**Reading text:**

— start —

Newsletter Edition 36 - May 2022


Patents and economic development fine-tuned

In 2021, according to the BPTO, of the 26,921 patent applications in Brazil, only 19% were from residents, which means that foreign countries, led by the United States, dominate patent registrations in the country. For the president of ABPI, Gabriel Leonardos, the problem is not just the low patenting among residents but the poor performance of Brazil among the world’s patent applicants, whether Brazilian or foreign. Changing this scenario, he points out, depends on broader economic opening, promotion of the domestic market, and the insertion of Brazil into global production chains.

ABPI News: Is the lack of interest of Brazilian companies in the patent system just because they are unaware of the benefits of the IP system?

Gabriel Leonardos: This is definitely one of the reasons, but it is not the main one. This ratio of approximately 80%/20% between deposits from non-residents and residents in Brazil has been constant over the last 30 years. The problem is not this low percentage among residents, but the progressive drop in patent applications in Brazil, either from residents or non-residents, which indicates the country’s technological gap. It is important to point out that it is not unusual for a country to receive more patent applications from non-residents than from residents; after all, there are 193 member countries in the WIPO (World Intellectual Property Organization), and, understandably, the sum of deposits from all other countries is greater than the sum of deposits from Brazilians. It also happens in the US, for instance, where foreigners account for 55% of total deposits. It is rare for countries such as Germany, where most deposits (68%) are from nationals (all data are from 2020, according to WIPO). The more open a country’s economy, the larger the domestic market, and the more that country is inserted into global production chains, the greater the interest of foreigners in protecting their patents in that territory.

ABPI News: Does the same cause explain the leadership of universities and Petrobras (and not private companies) in patent applications among residents?

— end —

**Entries:**
— start —

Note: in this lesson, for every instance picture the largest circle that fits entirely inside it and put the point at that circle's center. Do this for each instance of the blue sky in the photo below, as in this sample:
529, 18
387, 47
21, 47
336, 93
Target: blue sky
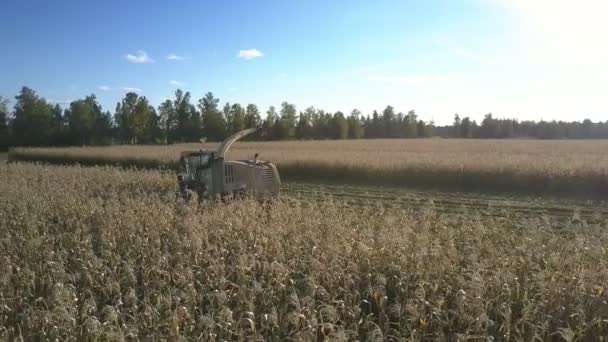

— end —

**Tasks and exercises:**
**A)** In the newsletter text on patents above, copy out the passage between "Patents and economic" and "the IP system?", inclusive.
**B)** Answer these questions using the newsletter text on patents above:
(i) How many patent applications were filed in Brazil in 2021, according to the BPTO?
(ii) What share of total patent deposits in the US comes from foreigners?
(iii) What percentage of patent deposits in Germany comes from nationals?
**C)** Condense the paragraph of the newsletter text on patents that begins "In 2021, according to the BPTO" into a shorter version that keeps its main facts.

**Results in order:**
**A)**
Patents and economic development fine-tuned

In 2021, according to the BPTO, of the 26,921 patent applications in Brazil, only 19% were from residents, which means that foreign countries, led by the United States, dominate patent registrations in the country. For the president of ABPI, Gabriel Leonardos, the problem is not just the low patenting among residents but the poor performance of Brazil among the world’s patent applicants, whether Brazilian or foreign. Changing this scenario, he points out, depends on broader economic opening, promotion of the domestic market, and the insertion of Brazil into global production chains.

ABPI News: Is the lack of interest of Brazilian companies in the patent system just because they are unaware of the benefits of the IP system?

**B)**
(i) 26,921
(ii) 55%
(iii) 68%

**C)** According to the BPTO, only 19% of Brazil's 26,921 patent applications in 2021 came from residents. Foreign countries, led by the United States, therefore dominate patent registrations there. ABPI president Gabriel Leonardos sees a further problem: Brazil performs poorly among the world's patent applicants, whether Brazilian or foreign. He says changing this depends on broader economic opening, promotion of the domestic market, and Brazil's insertion into global production chains.